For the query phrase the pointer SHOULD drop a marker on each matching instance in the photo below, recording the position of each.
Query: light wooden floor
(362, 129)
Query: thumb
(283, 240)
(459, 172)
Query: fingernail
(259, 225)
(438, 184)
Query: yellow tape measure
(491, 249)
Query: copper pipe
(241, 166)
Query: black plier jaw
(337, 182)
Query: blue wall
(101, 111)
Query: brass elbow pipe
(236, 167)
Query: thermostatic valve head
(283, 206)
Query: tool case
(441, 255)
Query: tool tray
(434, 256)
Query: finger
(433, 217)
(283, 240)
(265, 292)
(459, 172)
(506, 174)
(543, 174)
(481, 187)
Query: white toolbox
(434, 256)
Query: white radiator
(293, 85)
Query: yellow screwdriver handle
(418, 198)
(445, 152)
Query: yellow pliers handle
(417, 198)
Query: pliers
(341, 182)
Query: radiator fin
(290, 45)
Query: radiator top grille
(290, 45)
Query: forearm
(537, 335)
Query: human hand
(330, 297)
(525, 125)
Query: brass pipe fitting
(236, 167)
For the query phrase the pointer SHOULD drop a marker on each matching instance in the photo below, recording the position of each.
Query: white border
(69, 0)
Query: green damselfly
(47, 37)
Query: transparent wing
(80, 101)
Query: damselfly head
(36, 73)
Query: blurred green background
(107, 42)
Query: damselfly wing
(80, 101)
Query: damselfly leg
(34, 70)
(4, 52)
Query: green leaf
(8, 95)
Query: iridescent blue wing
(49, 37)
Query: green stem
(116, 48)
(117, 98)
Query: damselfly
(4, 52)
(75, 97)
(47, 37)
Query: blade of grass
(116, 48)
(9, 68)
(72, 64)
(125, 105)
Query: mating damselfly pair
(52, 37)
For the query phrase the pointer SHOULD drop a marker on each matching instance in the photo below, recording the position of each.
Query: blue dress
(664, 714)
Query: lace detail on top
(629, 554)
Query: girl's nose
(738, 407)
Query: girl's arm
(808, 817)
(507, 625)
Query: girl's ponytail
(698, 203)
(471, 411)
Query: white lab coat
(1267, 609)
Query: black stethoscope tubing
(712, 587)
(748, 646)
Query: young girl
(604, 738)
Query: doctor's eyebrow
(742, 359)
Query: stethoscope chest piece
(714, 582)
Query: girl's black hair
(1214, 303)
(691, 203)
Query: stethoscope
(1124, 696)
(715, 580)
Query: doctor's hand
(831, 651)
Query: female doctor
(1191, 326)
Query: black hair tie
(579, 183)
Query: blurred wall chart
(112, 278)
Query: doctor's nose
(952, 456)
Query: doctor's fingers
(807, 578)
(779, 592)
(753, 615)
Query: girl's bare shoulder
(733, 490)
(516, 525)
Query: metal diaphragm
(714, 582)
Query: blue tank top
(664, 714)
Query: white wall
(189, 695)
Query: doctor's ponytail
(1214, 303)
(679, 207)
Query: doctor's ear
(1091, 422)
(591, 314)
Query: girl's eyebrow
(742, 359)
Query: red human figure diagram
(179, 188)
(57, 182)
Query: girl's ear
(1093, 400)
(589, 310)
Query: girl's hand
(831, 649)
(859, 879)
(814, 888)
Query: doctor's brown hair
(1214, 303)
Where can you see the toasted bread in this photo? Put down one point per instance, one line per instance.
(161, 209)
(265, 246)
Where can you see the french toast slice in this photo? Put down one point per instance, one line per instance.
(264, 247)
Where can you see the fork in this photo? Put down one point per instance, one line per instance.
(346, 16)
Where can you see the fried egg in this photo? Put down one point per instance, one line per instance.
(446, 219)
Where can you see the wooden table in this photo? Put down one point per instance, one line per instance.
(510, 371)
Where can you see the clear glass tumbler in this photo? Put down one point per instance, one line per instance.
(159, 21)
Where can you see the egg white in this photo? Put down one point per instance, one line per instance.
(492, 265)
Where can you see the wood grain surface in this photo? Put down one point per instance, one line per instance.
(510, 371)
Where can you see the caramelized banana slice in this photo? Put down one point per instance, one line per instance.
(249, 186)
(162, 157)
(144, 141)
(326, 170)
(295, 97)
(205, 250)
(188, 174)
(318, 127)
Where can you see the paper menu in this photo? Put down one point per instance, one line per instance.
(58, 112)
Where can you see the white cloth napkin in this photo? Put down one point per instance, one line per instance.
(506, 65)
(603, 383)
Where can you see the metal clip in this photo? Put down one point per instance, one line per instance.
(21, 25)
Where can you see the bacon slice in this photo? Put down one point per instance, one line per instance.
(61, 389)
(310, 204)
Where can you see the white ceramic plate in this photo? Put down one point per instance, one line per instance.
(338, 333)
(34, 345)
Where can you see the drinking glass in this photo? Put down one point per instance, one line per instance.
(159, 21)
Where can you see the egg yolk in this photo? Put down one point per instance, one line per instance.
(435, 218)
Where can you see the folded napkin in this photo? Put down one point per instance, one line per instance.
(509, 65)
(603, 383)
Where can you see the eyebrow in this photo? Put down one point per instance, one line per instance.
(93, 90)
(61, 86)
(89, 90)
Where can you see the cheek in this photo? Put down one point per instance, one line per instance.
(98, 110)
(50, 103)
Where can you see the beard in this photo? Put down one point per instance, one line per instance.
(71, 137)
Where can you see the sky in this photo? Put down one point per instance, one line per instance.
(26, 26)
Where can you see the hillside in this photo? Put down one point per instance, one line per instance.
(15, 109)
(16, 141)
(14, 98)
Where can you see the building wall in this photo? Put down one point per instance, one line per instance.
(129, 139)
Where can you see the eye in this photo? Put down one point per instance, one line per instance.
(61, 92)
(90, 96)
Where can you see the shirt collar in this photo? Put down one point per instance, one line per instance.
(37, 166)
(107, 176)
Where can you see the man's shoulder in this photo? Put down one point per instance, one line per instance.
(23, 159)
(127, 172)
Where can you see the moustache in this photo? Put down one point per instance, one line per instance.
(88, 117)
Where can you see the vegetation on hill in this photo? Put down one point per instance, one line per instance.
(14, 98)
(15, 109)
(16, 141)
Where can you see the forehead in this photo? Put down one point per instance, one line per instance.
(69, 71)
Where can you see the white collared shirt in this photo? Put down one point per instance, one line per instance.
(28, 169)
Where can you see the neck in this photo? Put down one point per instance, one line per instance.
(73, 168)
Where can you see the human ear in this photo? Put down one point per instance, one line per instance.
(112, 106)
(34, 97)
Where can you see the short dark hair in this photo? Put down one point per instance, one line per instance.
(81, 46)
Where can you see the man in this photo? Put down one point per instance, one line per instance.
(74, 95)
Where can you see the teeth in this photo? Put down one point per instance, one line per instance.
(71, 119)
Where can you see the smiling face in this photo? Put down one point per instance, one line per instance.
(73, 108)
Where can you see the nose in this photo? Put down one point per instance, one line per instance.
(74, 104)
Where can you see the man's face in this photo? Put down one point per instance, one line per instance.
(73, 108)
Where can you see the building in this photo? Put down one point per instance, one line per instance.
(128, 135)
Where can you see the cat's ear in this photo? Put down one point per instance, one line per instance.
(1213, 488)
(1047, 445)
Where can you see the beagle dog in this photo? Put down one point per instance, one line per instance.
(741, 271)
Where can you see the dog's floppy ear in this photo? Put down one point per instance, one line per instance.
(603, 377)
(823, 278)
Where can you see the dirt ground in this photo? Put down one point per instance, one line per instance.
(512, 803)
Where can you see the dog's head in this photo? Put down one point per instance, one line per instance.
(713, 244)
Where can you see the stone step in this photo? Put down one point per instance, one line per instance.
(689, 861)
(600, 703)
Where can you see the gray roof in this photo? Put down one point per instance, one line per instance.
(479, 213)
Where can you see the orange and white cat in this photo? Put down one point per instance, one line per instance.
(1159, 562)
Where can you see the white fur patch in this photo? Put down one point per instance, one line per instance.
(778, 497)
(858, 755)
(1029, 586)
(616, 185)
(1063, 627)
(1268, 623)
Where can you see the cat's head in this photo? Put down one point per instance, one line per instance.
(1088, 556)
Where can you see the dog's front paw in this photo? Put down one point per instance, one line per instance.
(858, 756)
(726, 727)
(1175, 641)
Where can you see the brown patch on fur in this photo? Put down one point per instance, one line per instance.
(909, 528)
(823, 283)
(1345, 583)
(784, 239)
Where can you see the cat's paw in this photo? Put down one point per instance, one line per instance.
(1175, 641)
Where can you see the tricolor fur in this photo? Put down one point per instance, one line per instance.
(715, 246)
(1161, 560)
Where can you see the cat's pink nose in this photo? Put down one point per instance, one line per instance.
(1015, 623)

INSTRUCTIONS FOR THE TASK: Give back exactly the lines from the line holding "Where can you see the cat's ear" through the last line of the listing, including both.

WRITTEN ANSWER:
Where can you see the cat's ear in this photo? Put down one point per instance, one line per instance.
(1213, 488)
(1047, 445)
Where can you see the beagle dog in this photo? Put down one point per instance, one line per instance.
(741, 271)
Where can you see the dog's floppy ear in this photo? Put down one point per instance, one line per instance.
(603, 377)
(823, 278)
Where can you see the dirt ground in this photo? Put down one point per instance, one line per instance.
(512, 803)
Where can you see the dog's head in this photo? Put down one point per instance, one line per instance.
(713, 244)
Where can you see the stone step in this photo? Put down one point per instance, one line per instance.
(689, 861)
(600, 703)
Where can you see the gray roof in this photo? Put down one point per instance, one line per instance.
(479, 213)
Where can you see the orange and white cat in this photo? Put down one point per instance, one line per instance.
(1159, 562)
Where can you see the white fur patch in this photo? Put down one point per instance, one line per instance.
(778, 497)
(858, 755)
(1029, 586)
(616, 185)
(1063, 627)
(1268, 623)
Where can you see the cat's head in this photo? Put down one point per instance, one line per instance.
(1088, 556)
Where can you see the dog's front paw in this photo? Put down one point per instance, one line per instance.
(858, 756)
(726, 727)
(1175, 641)
Where can you see the brown patch on fur in this photo? Put down one point per instance, one line per instance.
(909, 528)
(823, 283)
(1345, 583)
(784, 239)
Where can you see the cat's paw in this photo? Put down one point per instance, one line per instance.
(1175, 641)
Where can you see the tricolor fur in this photo? Put down one point per instance, one line per instance.
(715, 246)
(1161, 560)
Where can you see the cat's pink nose in this photo? Put down one point per instance, one line per instance.
(1015, 623)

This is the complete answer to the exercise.